Work to complete
Copy every line of the material below word for word, leaving out the pictures.

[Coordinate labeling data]
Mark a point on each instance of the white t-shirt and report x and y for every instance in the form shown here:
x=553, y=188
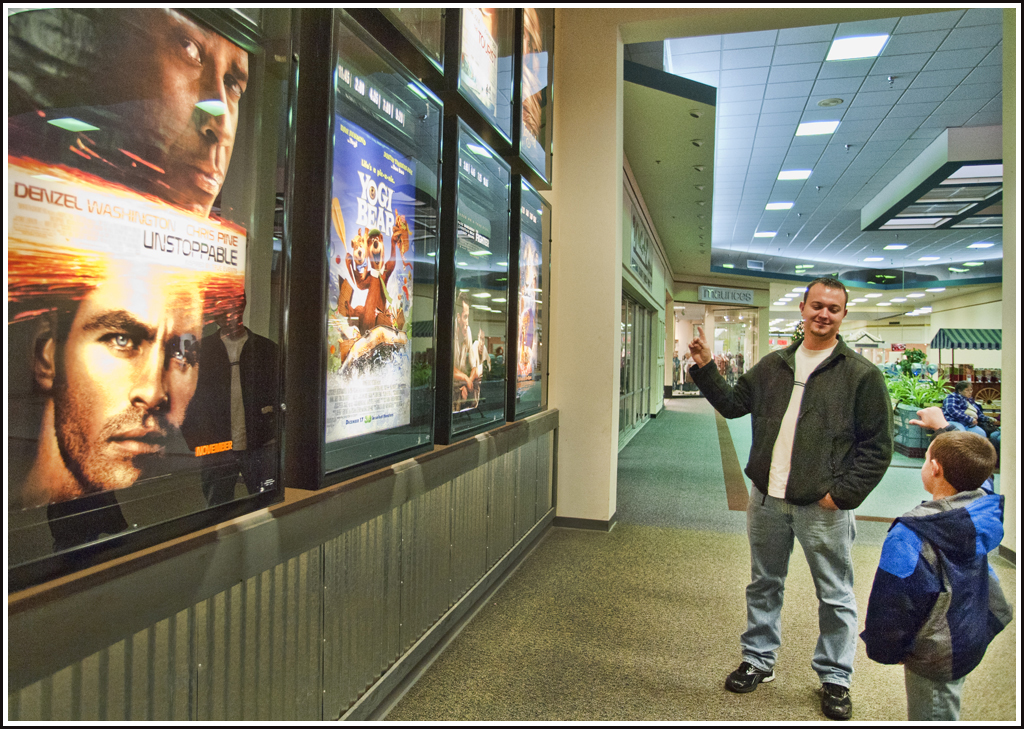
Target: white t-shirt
x=781, y=455
x=233, y=347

Response for this exercise
Mark a point on each instance of the white t-shirt and report x and y for every instance in the form shown here:
x=553, y=188
Target: white t-shirt
x=781, y=455
x=233, y=347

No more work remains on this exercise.